**What is being asked**
Report, in full, every line of the material below that contains the string "white". Case counts.

Pointing dataset records
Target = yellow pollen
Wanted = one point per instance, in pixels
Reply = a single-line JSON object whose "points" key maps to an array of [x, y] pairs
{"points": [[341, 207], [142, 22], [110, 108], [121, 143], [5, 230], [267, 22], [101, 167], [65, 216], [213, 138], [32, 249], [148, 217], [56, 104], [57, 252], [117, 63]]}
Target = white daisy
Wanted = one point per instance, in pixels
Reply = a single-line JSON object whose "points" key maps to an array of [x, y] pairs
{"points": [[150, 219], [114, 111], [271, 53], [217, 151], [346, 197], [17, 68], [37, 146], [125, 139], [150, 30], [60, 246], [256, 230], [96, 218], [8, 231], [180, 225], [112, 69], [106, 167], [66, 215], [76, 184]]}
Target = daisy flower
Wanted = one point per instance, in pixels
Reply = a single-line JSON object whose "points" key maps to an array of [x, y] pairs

...

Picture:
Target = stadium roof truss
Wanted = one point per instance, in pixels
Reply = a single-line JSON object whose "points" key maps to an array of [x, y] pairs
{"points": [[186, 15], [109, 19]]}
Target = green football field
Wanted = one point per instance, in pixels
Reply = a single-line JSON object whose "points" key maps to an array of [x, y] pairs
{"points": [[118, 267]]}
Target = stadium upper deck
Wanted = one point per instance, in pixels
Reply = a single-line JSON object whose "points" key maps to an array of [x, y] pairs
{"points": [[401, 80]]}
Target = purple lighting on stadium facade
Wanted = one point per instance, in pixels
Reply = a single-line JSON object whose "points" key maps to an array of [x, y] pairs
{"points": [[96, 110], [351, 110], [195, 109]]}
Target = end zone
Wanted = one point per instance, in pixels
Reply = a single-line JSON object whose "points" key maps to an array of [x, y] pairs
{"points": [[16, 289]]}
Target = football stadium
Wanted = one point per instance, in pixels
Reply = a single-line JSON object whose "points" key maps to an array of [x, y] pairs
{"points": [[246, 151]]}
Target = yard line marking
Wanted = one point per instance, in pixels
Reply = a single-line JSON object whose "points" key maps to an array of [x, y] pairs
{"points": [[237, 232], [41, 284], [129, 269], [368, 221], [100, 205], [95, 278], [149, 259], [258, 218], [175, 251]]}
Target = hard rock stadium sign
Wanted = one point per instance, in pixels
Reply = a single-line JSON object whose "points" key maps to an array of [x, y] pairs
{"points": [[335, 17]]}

==

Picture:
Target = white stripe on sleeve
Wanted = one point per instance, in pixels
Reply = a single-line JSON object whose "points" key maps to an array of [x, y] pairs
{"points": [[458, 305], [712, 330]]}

**Completed exercise**
Target = white daisy
Target = white stripe on sleeve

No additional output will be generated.